--- Start of STORED ROWS ---
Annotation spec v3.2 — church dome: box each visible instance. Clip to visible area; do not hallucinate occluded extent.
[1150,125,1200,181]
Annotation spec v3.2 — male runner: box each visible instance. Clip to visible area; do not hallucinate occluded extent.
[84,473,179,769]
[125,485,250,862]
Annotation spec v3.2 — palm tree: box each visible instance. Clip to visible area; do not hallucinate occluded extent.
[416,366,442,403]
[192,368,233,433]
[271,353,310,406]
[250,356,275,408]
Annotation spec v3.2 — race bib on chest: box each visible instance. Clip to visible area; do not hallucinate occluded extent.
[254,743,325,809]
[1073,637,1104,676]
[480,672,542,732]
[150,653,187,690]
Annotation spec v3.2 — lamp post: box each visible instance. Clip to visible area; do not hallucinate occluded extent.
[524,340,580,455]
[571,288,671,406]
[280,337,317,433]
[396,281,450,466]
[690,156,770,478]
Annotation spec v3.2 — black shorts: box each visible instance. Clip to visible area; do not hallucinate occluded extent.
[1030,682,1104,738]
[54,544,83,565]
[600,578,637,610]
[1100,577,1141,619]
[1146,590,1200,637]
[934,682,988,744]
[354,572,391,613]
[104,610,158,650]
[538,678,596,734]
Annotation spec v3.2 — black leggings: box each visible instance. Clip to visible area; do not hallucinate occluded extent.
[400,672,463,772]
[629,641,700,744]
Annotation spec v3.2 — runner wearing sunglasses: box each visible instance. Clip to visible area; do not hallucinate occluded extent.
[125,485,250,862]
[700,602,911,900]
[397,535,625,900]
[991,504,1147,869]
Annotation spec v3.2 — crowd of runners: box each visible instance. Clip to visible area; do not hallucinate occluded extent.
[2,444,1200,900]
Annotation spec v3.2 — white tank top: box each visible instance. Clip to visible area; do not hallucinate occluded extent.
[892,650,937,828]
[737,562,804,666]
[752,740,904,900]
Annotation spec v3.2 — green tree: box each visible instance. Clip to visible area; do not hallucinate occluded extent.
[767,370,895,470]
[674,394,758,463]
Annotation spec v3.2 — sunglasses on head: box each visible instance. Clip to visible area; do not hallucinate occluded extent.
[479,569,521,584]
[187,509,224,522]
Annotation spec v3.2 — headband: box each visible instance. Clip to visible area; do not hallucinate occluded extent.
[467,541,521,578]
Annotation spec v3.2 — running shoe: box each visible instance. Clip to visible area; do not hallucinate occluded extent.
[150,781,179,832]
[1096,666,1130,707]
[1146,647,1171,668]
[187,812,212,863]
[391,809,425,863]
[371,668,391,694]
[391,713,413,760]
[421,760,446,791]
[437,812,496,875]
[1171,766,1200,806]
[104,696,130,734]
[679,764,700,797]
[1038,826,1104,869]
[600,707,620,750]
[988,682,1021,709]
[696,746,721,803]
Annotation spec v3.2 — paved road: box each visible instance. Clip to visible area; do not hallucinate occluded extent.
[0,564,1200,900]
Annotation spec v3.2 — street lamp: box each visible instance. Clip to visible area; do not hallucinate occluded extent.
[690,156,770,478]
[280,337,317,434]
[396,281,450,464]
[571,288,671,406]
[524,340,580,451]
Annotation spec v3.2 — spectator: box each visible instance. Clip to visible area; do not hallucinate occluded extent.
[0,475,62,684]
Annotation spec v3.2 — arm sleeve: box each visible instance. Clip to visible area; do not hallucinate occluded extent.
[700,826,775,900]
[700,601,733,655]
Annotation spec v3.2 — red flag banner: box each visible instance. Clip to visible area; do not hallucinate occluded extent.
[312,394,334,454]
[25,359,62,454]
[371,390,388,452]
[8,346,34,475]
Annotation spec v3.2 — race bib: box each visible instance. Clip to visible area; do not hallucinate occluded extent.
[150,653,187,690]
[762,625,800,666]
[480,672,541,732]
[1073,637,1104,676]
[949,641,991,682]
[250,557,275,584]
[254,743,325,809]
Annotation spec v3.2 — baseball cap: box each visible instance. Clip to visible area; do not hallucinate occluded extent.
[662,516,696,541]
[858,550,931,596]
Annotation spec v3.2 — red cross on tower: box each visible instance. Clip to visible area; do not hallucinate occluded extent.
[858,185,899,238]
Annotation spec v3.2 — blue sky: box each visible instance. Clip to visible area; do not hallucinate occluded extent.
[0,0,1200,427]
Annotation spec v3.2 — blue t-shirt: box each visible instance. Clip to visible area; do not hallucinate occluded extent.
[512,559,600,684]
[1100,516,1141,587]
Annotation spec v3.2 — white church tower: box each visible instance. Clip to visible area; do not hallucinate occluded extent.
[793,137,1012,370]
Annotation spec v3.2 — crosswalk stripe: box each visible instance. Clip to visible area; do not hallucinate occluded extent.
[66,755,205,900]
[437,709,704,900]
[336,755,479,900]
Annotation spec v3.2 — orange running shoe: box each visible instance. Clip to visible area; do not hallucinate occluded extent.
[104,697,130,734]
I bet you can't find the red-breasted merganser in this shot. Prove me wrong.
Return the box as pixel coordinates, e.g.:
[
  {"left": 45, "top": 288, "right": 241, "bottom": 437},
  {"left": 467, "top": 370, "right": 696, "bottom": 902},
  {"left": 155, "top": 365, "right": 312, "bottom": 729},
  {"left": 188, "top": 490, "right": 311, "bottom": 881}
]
--- End of STORED ROWS ---
EXERCISE DESCRIPTION:
Reproduce all of the entries above word for word, without changing anything.

SOLUTION TO THIS TASK:
Annotation spec v3.2 — church dome: box each visible instance. Clip to visible area; do not hallucinate occluded extent.
[1150,125,1200,181]
Annotation spec v3.2 — male runner: box each visible instance. Clip to visible area; do not hallucinate occluded extent.
[84,473,179,769]
[125,485,250,862]
Annotation spec v3.2 — palm tree: box each visible instance. Clip to visible area; do not hallucinate occluded extent.
[416,366,442,403]
[192,368,233,433]
[271,353,310,406]
[250,356,275,408]
Annotation spec v3.2 — race bib on chest: box each visible instance. Clip to visible area; do not hallucinate occluded extent.
[254,743,325,809]
[1073,637,1104,676]
[480,672,542,732]
[150,653,187,690]
Annotation spec v3.2 — lamp post: box each visible instance. Clip to visible area; do not hallucinate occluded extent.
[524,340,580,455]
[571,288,671,406]
[280,337,317,433]
[396,281,450,466]
[690,156,770,478]
Annotation spec v3.2 — black shorts: box each visible instance. Clip to visible area; do not hallucinate occluded extent.
[1030,682,1104,738]
[54,544,83,565]
[600,578,637,610]
[1100,577,1141,619]
[1146,590,1200,637]
[934,682,988,744]
[354,572,391,613]
[104,610,158,650]
[538,678,596,734]
Annotation spec v3.2 — black leggings: box each visible instance. Clip to visible area; do not hallucinate occluded extent.
[400,672,463,772]
[629,641,700,744]
Annotation spec v3.2 — runner wearing sunglasses: box each visible instance. Clip to visible area; do not hallucinate occluded extent.
[125,485,250,862]
[700,602,911,900]
[397,535,625,900]
[991,504,1147,869]
Annotation spec v3.2 — crowd of runners: box each visible instance. Clip to visible area; do not hallucinate occluded extent.
[2,444,1200,900]
Annotation spec v3.2 — white tank top: box each visible instance. Clip to visible area; do not hallucinate occluded extent.
[892,650,937,828]
[737,562,804,666]
[752,740,904,900]
Annotation spec v3.2 — green tree: box each visible instance. Clip to visible area; do not hallucinate occluded extent.
[767,370,895,470]
[674,394,758,463]
Annotation spec v3.2 — sunglasses on head: box each visible instance. Clip to visible area; do not hallucinate occluded extent.
[479,569,521,584]
[187,509,224,522]
Annotation spec v3.2 — headband: box each visible instance. Clip to visible area; do not hallucinate occluded extent.
[467,541,521,578]
Annotation spec v3.2 — running shoe: box each visible instance. Clip to visible area; do not hallucinate occluded extent.
[150,781,179,832]
[1096,666,1130,707]
[1146,647,1171,668]
[187,812,212,863]
[391,809,425,863]
[371,668,391,694]
[391,713,413,760]
[421,760,446,791]
[437,812,496,875]
[1171,766,1200,806]
[104,696,130,734]
[679,764,700,797]
[1038,826,1104,869]
[600,707,620,750]
[988,682,1021,709]
[696,746,721,803]
Annotation spec v3.2 — paved road: box each visible instance. Clip to visible area; do not hallucinate occluded extent.
[0,564,1200,900]
Annotation spec v3.2 — street lamp: box each visible instance. Clip to visible area; do not hallucinate occluded extent.
[690,156,770,478]
[280,337,317,434]
[396,281,450,464]
[571,288,671,406]
[524,340,580,451]
Annotation spec v3.2 — spectator: box each visible instance. Clip to visible area; do not hallucinate occluded extent.
[0,475,62,684]
Annotation spec v3.2 — arm sleeve: box each visible instance. Clip to visible area; do not hallucinate occluded extent.
[700,826,775,900]
[700,601,733,655]
Annotation spec v3.2 — red flag banner: box each visible instance. Clip to visible area; do not hallucinate occluded extent.
[312,394,334,454]
[25,359,62,454]
[371,390,388,452]
[8,346,34,475]
Annotation spec v3.2 — race bib: box each visible instance. Clip to visible area; do not hallucinate occluded extent.
[150,653,187,690]
[762,625,800,666]
[480,672,541,732]
[1073,637,1104,676]
[949,641,991,682]
[250,557,275,584]
[254,743,325,809]
Annotation spec v3.2 — baseball cap: box each visible instance. Clip to visible area; do not hallucinate occluded extent.
[662,516,696,541]
[858,550,931,596]
Annotation spec v3.2 — red cross on tower: box each visible instance. Clip to visible area; do not hallucinate occluded extent.
[858,185,899,238]
Annotation spec v3.2 — blue sky: box each visible instance. Clip to visible area; do not hallucinate occluded extent.
[0,0,1200,427]
Annotation spec v3.2 — blue t-shirt: box each visible instance. Clip to visible area; do not hallucinate occluded extent.
[512,559,600,684]
[1100,516,1141,587]
Annotation spec v3.2 — white church tower: box each visible instance. Clip to visible area; do not hallucinate occluded extent.
[793,137,1012,370]
Annotation spec v3.2 — crosswalk stripe: box each visible instance. Clip to visible area; do not hallucinate occluded extent.
[66,755,205,900]
[437,709,704,900]
[336,755,479,900]
Annotation spec v3.2 — orange running shoe: box each visible instance. Clip to visible area; do not hallucinate occluded extent.
[104,697,130,734]
I bet you can't find the red-breasted merganser in this shot. Prove me wrong.
Return the box as pixel coordinates, e.g.:
[
  {"left": 45, "top": 288, "right": 241, "bottom": 437},
  {"left": 467, "top": 370, "right": 696, "bottom": 902},
  {"left": 155, "top": 365, "right": 312, "bottom": 729},
  {"left": 188, "top": 490, "right": 311, "bottom": 881}
]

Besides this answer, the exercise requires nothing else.